_WORK INSTRUCTION_.
From the listing below, copy each line where "sunlit" occurs.

_GIVEN DATA_.
◇ ◇ ◇ ◇
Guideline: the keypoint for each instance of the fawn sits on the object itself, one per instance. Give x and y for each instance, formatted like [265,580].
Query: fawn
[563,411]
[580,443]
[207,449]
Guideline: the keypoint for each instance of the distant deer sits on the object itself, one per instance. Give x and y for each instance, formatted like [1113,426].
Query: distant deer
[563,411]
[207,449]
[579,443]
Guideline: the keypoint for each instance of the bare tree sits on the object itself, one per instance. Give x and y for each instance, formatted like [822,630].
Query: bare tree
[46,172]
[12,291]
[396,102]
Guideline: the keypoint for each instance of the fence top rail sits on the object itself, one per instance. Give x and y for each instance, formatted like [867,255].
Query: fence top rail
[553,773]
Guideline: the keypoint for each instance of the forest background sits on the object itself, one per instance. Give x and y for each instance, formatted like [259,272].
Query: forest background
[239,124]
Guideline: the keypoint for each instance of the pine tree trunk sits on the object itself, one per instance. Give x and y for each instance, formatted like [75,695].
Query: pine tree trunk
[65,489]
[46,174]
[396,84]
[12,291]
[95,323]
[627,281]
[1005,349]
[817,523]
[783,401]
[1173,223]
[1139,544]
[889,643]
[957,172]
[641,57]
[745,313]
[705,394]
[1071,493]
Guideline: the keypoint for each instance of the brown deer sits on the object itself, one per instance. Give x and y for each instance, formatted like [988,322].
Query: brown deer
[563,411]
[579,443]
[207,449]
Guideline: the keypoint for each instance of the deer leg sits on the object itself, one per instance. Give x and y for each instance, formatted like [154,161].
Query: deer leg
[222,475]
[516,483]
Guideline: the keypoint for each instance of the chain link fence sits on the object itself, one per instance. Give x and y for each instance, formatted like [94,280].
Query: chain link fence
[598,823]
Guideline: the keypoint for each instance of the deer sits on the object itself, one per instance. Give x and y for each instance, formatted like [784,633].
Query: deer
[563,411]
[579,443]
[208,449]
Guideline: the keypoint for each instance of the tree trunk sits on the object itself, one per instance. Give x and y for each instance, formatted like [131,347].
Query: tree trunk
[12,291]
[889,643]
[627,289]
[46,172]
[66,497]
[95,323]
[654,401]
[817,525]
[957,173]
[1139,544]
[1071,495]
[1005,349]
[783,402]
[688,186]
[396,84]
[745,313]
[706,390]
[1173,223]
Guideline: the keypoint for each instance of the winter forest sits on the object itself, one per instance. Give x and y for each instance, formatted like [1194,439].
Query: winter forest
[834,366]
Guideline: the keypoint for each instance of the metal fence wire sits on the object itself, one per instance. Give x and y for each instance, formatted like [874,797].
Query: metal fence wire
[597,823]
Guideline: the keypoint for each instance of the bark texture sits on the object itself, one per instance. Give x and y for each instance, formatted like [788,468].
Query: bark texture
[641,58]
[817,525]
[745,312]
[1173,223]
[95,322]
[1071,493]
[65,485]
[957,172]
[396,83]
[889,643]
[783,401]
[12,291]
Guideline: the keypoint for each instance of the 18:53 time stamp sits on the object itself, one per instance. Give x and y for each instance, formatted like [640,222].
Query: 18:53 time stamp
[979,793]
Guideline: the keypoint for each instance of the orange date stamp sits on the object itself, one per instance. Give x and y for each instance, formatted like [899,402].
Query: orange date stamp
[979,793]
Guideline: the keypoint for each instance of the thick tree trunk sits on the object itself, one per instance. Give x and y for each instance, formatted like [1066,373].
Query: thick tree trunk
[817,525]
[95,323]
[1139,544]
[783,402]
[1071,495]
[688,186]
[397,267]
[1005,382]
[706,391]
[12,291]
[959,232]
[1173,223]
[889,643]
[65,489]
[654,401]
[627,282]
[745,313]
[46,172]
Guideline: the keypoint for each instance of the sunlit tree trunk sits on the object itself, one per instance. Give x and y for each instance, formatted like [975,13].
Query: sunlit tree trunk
◇ ◇ ◇ ◇
_FINAL ANSWER_.
Guideline: the keypoint for each instance of the sunlit tree trunk sits on the object itself, one per instance. Give x and y for each instance, formatted like [975,13].
Query: sunlit tree trunk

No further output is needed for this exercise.